* [Фрагмент текста]:
Ректор Православного Свято-Тихоновского гуманитарного университета протоиерей Владимир Воробьев в интервью корреспонденту портала Седмица.ru рассказал об образовательном стандарте «Теология» и его месте в ряду других научных дисциплин.
― Отец Владимир, в феврале Вы принимали участие в прошедшей в РИА «Новости» пресс-конференции, посвященной вопросу внесения теологии в число научных специальностей, по которым ВАК присуждает ученые степени. На этой пресс-конференции директор Департамента государственной научно-технической инновационной политики Министерства образования Александр Наумов пообещал, что уже в апреле этого года теология будет введена в номенклатуру ВАК. Конечно, хотелось бы надеяться, что это, наконец, действительно произойдет, и теология в России, как и в большинстве стран мира, займет подобающее ей место среди научных дисциплин. Но все же официальное признание теологии ВАКом не устранит до конца всех проблем, существующих сегодня в связи с тем, что долгие годы наша церковно-академическая среда существовала, так сказать, в иной системе координат, не совпадавшей с государственной. Как, например, решить вопрос с церковными учеными степенями? Будут ли по-прежнему параллельно сосуществовать научные степени, выдаваемые Церковью и ВАКом?
― Я думаю, что первое время степени будут существовать параллельно. В перспективе, возможно, конечно, их уравнивание и даже замена церковных степеней на светские. Но это может случиться, если и далее процесс будет развиваться в правильном направлении. Тогда мы придем к системе, которая издавна существует в Европе. Там различные университеты выдают свои дипломы и присваивают степени. Соответственно, существует в качестве равноправной другим степеням и степень «доктор теологии».
Закон об образовании, который сейчас разрабатывается, стремится переделать нашу систему на западный манер. Но наша централизованная система присвоения степеней возникла в советский период. Монополия в образовании, как и в экономике, ― это типичное свойство социализма. При капитализме существует рыночная система, как в экономике, так и в образовании. Каждый предлагает свой товар, каждая фирма старается сделать его лучше, поэтому существует нормальная конкуренция. Так же в Европе каждый университет выдает свой диплом. Там нет государственных стандартов. Если так когда-нибудь будет устроено образование в России, то у нас также появятся равноправные степени, полученные от государственного вуза, от церковной Духовной академии, от еще какого-нибудь университета или иной высшей школы.
― То есть диплом МГУ и диплом Духовной академии будут равны?
― В будущем в принципе могут оказаться равны в смысле юридической правомочности. К этому надо стремиться. Сейчас до этого пока еще далеко, думаю, пройдет еще немало лет, прежде чем это сможет произойти.
― Отец Владимир, в связи с предполагаемым признанием теологии ВАКом закономерно возникает вопрос: как будет обстоять дело с другими конфессиями?
― Другие религии (речь идет, конечно, о традиционных), безусловно, находятся в равных условиях с Православием.
― Вопрос об официальном признании теологии научной дисциплиной в России дискутируется уже несколько лет. За положительное решение этого вопроса выступают многие, но и противников «реабилитации» теологии немало. Особенно часто голоса «против» раздаются из стана ученых-религиоведов. В этой связи хотелось бы уточнить: в чем вообще основное различие между религиоведением и теологией? Почему религиоведов не устраивает теология, а Церковь не устраивает религиоведение?

[Записи координатной разметки]
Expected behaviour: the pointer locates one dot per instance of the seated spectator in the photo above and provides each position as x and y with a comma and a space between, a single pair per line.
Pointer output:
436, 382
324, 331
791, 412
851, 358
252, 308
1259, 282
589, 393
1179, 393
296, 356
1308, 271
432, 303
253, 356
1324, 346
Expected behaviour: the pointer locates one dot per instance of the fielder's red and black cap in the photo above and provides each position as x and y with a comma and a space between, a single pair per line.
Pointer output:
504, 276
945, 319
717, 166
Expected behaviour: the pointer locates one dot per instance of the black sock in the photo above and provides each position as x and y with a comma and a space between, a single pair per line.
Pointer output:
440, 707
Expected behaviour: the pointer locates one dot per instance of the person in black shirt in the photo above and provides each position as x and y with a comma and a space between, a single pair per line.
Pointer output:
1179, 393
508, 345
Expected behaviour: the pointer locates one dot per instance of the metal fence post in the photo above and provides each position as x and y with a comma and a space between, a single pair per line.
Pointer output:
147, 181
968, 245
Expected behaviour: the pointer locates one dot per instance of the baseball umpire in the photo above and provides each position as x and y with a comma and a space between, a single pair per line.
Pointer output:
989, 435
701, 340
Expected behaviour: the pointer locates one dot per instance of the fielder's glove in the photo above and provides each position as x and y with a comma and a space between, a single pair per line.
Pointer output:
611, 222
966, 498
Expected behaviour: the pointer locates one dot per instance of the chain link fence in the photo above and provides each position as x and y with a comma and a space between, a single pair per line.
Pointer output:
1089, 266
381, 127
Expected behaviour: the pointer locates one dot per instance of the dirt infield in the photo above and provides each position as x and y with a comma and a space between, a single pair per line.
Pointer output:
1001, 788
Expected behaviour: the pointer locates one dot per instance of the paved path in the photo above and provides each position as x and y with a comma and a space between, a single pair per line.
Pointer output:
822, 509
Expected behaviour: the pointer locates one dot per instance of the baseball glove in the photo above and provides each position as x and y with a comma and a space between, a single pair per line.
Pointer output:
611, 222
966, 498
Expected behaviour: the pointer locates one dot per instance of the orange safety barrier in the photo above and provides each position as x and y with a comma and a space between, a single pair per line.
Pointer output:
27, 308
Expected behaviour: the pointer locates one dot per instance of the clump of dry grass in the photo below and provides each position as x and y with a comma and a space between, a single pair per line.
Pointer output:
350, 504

* [Учебные задания]:
1 – В какой период, согласно интервью, возникла централизованная система присвоения ученых степеней?
2 – Соберите из листинга все строки, в которых встречается слово «fielder». Регистр букв учитывается.

* [Ответы к заданиям]:
1 – В советский период.

2 –
Expected behaviour: the pointer locates one dot per instance of the fielder's red and black cap in the photo above and provides each position as x and y with a comma and a space between, a single pair per line.
Expected behaviour: the pointer locates one dot per instance of the fielder's glove in the photo above and provides each position as x and y with a comma and a space between, a single pair per line.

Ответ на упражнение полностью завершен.